**Trecho selecionado**
-.-.-
A Maguinu e a memória do combate à seca no Semiárido alagoano
Aqui trato de uma palavra recorrente com a qual tenho me deparado durante anos, tanto nas formações em Gerenciamento de Recursos Hídricos-GRH, para as instituições da Articulação no Semiárido-ASA/Alagoas ou mesmo em grupos focais realizados em campo, na produção de trabalhos antropológicos com grupos indígenas na região semiárida de Alagoas, obviamente estes não se separam. Não se trata apenas de uma palavra em si, Mas de relações inerentes ao Semiárido. Sempre apontando um recorte temporal sendo o termo utilizado em outras situações para enfatizar despreparo ou desqualificação.
A Maguinu que nada mais é do que a junção das palavras, magro e nú, assim são conhecidas as frentes de serviço da Superintendência de Desenvolvimento do Nordeste-SUDENE, em grande parte dos grupos rurais e urbanos que tive contato no estado. A maior parte das pessoas que integraram essas frentes não saberão informar o que é a SUDENE, no entanto se perguntadas por Maguinu, saltarão com exemplos e vivências.
-.-.-
Registros de caixas delimitadoras:
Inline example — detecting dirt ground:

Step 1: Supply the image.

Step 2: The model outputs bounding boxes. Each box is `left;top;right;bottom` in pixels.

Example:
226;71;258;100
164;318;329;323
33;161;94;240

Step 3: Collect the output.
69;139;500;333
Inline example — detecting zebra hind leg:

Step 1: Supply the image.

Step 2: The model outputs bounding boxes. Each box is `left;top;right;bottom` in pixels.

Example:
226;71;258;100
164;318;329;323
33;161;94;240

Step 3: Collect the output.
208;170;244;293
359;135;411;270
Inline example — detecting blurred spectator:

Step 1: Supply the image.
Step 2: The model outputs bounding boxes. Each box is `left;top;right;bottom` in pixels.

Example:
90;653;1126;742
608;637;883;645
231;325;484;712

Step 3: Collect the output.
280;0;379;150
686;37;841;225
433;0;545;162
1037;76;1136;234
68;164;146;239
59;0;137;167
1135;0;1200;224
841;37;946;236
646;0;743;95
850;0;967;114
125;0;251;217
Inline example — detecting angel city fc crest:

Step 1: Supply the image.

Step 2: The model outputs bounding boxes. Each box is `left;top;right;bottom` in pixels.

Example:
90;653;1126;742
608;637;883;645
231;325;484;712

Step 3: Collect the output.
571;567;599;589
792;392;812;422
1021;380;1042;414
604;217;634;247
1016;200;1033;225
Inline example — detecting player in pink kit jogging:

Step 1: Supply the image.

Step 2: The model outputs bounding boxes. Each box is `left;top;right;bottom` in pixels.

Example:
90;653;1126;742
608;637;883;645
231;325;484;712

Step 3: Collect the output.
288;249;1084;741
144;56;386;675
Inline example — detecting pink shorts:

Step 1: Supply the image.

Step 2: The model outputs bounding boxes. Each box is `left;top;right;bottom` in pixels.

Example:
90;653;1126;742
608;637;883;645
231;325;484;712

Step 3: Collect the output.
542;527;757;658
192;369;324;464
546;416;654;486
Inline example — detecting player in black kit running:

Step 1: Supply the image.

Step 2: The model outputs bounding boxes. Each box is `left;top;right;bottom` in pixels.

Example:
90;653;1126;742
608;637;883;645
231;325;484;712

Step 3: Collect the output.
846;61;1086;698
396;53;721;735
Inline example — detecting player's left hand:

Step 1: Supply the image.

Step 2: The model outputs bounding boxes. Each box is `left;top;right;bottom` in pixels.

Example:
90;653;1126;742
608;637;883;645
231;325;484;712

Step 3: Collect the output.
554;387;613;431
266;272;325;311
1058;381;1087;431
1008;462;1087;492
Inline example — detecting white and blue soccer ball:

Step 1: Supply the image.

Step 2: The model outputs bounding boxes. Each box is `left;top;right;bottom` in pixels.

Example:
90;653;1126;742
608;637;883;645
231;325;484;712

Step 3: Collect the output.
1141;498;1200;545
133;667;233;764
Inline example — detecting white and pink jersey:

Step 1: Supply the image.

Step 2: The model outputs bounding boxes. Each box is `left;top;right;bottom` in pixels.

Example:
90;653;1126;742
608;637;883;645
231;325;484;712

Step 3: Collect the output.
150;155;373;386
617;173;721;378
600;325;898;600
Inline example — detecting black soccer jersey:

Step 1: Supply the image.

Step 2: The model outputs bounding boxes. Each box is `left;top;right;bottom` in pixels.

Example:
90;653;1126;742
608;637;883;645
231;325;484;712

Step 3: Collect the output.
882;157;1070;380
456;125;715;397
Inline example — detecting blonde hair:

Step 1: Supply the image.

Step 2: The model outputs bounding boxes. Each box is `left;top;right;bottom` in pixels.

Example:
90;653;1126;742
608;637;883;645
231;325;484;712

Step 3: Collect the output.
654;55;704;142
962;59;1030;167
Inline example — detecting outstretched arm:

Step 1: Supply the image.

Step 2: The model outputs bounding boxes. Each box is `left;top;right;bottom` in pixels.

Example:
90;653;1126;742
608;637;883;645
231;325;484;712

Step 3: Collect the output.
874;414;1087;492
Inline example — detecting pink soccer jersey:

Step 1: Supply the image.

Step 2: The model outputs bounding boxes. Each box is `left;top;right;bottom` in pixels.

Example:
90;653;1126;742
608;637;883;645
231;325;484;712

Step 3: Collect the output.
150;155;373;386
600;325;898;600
-.-.-
**Tarefa breve**
Com base no texto sobre a Maguinu, explique em uma a três frases a origem do termo Maguinu e aquilo que ele designa.

**Resultado**
O termo Maguinu resulta da junção das palavras "magro" e "nú". Assim são conhecidas, em grande parte dos grupos rurais e urbanos do estado, as frentes de serviço da Superintendência de Desenvolvimento do Nordeste (SUDENE).